#### WRITTEN PROBLEM:
Count the lines in the material below that contain the string "white", where case must match. Give only the number.
======== INFORMATION SHOWN ========
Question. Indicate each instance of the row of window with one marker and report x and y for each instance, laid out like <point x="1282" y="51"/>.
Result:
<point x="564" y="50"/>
========
======== INFORMATION SHOWN ========
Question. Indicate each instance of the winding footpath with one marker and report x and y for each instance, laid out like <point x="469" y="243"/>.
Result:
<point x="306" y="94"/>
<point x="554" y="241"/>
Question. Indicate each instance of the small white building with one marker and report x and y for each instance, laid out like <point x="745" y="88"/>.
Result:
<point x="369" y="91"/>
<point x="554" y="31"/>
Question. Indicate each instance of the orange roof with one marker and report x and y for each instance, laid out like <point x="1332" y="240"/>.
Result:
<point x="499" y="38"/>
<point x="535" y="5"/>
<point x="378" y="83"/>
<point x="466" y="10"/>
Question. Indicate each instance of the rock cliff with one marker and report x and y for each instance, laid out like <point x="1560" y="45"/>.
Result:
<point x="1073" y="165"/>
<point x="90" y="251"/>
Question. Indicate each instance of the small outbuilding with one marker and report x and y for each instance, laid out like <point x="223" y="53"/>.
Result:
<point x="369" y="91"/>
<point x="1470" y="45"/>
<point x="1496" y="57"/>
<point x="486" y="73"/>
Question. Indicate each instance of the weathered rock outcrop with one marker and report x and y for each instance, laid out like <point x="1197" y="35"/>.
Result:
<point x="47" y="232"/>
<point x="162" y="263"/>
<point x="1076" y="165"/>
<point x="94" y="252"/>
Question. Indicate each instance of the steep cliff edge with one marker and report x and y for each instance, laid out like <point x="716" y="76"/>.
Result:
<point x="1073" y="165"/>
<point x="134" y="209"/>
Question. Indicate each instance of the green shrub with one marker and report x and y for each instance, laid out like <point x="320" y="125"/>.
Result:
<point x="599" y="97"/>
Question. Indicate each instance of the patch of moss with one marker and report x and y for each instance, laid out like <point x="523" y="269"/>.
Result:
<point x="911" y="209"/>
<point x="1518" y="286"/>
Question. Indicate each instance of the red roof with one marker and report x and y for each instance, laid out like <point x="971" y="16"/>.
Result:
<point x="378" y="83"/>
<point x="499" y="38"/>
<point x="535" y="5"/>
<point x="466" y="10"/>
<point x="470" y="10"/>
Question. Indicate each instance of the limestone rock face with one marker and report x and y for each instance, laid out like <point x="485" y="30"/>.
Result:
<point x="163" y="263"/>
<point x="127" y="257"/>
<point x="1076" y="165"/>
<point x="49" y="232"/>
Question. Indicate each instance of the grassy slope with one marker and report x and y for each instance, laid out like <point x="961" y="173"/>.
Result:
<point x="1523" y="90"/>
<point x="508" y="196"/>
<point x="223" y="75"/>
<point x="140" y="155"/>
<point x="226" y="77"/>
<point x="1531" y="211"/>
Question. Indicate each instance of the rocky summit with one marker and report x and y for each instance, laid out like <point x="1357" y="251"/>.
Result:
========
======== INFORMATION SHOWN ========
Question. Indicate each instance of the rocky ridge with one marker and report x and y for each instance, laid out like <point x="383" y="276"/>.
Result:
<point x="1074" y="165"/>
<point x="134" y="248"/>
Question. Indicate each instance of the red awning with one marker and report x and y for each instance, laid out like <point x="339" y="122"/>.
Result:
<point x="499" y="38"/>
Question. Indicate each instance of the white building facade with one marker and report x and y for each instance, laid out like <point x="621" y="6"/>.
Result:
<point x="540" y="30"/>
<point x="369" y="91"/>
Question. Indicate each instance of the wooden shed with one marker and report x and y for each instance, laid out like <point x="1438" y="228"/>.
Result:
========
#### EXERCISE ANSWER:
2